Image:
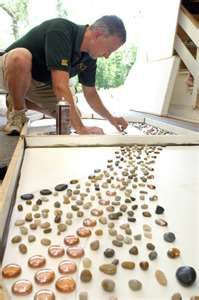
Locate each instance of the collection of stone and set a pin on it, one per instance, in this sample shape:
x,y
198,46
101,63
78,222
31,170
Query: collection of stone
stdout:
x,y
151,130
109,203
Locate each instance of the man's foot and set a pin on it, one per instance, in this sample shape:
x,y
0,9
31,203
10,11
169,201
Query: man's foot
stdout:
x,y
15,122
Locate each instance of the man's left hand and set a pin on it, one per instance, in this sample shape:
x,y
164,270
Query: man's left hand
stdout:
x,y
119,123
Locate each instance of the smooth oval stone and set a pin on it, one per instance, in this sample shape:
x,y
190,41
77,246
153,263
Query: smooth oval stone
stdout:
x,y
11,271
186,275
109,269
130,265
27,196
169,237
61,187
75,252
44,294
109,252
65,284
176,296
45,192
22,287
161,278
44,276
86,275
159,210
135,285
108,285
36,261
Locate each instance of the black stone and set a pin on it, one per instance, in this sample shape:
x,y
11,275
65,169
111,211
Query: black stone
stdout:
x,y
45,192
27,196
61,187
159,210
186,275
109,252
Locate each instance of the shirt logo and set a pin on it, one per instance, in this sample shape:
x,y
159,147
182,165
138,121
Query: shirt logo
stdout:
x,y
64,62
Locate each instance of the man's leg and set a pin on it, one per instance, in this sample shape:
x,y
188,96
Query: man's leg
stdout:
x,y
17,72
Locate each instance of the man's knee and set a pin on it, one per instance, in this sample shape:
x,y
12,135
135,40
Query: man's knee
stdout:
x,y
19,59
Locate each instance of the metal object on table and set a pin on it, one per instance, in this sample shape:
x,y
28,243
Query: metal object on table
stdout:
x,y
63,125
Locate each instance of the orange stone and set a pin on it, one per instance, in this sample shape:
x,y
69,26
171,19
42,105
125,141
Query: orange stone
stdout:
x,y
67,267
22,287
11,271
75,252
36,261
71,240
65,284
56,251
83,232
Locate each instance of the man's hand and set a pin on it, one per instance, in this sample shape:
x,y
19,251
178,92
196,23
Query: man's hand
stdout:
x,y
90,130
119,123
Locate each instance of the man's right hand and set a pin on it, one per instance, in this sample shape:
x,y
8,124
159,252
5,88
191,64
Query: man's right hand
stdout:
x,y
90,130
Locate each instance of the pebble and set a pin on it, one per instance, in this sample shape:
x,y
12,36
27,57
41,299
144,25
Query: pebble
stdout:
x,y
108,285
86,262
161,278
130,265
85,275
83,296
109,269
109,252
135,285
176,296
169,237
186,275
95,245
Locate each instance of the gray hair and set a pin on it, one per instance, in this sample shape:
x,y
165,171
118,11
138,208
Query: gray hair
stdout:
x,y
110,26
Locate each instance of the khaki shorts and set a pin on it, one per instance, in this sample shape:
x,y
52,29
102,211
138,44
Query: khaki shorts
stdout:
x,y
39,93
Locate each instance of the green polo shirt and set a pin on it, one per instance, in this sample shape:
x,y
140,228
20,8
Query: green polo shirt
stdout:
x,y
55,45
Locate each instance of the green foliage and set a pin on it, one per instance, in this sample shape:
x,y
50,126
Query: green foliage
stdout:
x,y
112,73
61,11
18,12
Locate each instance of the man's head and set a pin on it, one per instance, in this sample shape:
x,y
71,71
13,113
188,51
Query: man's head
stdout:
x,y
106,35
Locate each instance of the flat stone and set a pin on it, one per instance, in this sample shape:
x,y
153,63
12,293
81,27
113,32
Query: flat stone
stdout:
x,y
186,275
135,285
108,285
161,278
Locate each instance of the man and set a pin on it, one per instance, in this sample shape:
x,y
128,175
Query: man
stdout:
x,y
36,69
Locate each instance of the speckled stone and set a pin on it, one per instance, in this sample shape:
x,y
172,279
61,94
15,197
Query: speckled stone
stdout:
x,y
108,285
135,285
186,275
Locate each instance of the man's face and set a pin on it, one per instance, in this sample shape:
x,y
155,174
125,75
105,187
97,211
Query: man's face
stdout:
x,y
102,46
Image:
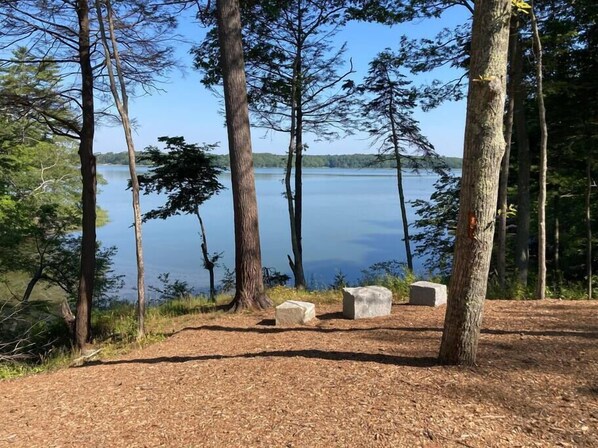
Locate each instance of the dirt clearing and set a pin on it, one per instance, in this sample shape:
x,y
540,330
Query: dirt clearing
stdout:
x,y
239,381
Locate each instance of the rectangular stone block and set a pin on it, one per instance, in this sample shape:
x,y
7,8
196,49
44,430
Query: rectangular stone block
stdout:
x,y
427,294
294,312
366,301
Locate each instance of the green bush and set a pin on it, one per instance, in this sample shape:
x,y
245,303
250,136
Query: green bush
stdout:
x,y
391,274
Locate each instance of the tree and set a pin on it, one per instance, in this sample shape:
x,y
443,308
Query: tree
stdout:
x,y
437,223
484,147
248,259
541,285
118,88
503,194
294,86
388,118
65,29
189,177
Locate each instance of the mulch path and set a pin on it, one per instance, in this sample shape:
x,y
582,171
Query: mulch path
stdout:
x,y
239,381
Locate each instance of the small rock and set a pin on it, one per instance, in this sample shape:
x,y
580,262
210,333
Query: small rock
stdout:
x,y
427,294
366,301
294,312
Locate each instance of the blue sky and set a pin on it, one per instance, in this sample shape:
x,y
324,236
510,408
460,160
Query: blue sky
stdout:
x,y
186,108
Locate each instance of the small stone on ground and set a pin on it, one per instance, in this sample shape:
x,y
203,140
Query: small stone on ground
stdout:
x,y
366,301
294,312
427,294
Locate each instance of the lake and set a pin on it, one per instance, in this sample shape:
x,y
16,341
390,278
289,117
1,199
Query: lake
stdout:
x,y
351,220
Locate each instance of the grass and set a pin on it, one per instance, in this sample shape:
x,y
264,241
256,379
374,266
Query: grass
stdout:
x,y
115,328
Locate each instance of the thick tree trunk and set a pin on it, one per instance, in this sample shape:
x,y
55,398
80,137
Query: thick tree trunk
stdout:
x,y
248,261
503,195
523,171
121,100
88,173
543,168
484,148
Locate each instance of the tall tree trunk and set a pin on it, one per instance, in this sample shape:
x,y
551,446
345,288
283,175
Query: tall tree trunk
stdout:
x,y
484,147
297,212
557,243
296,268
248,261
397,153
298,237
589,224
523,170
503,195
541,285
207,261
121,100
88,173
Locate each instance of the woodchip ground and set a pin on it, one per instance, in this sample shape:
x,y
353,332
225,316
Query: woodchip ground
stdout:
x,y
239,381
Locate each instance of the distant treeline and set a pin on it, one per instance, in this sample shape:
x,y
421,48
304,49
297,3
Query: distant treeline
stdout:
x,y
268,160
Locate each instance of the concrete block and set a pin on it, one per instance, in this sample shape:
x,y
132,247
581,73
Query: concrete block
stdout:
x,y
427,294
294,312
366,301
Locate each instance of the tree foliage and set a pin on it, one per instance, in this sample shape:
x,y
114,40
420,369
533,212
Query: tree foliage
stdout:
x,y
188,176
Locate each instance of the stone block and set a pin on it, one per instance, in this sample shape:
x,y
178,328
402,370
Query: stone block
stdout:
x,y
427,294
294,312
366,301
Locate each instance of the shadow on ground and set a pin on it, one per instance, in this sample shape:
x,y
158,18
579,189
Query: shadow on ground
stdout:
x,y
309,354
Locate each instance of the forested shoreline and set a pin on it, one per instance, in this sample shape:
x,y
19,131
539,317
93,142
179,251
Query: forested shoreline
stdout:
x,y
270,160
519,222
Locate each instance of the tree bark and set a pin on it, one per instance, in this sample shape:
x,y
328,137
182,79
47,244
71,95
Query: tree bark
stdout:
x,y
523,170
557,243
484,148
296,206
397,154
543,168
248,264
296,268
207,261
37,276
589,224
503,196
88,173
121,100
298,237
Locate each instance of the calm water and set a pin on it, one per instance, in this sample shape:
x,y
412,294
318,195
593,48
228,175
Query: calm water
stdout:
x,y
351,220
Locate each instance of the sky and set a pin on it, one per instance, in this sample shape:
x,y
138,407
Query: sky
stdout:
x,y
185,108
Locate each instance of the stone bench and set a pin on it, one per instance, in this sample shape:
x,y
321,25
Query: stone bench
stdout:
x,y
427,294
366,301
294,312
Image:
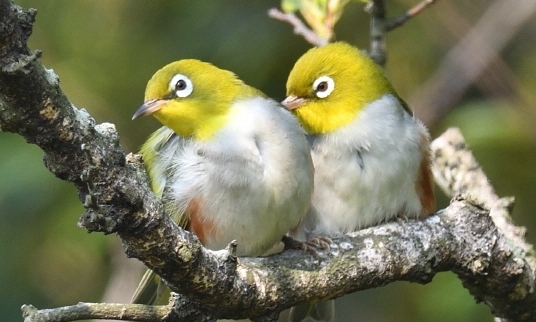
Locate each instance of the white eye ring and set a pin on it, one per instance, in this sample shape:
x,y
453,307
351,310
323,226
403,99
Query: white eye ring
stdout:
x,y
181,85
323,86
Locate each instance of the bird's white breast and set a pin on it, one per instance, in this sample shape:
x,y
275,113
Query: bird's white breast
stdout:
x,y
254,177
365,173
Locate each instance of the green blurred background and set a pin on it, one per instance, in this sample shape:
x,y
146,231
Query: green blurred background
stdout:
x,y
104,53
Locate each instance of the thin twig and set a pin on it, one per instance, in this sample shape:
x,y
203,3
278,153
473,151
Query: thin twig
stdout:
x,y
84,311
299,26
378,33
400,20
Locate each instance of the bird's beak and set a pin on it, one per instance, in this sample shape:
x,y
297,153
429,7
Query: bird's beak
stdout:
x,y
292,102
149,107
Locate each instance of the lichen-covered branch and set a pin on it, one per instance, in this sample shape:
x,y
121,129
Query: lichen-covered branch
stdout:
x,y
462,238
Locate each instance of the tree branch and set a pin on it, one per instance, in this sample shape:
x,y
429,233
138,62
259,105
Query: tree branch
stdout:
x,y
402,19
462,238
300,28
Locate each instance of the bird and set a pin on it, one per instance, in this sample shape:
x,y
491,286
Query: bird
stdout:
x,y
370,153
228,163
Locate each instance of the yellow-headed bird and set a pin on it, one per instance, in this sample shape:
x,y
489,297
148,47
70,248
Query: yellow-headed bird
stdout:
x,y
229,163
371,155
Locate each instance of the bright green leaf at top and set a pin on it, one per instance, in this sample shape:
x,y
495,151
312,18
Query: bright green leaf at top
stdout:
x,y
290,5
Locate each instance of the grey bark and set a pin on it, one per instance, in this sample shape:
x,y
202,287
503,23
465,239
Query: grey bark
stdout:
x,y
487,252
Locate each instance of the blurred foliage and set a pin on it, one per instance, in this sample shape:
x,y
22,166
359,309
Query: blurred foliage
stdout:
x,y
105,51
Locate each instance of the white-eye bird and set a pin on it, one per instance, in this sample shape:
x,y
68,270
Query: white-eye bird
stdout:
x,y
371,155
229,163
------------------------
Task directions:
Reproduce all lines from the records above that include the word "forested".

Answer to the problem:
Locate each instance of the forested shoreline and set a pin on it, one per instance, in this sample shape:
Query: forested shoreline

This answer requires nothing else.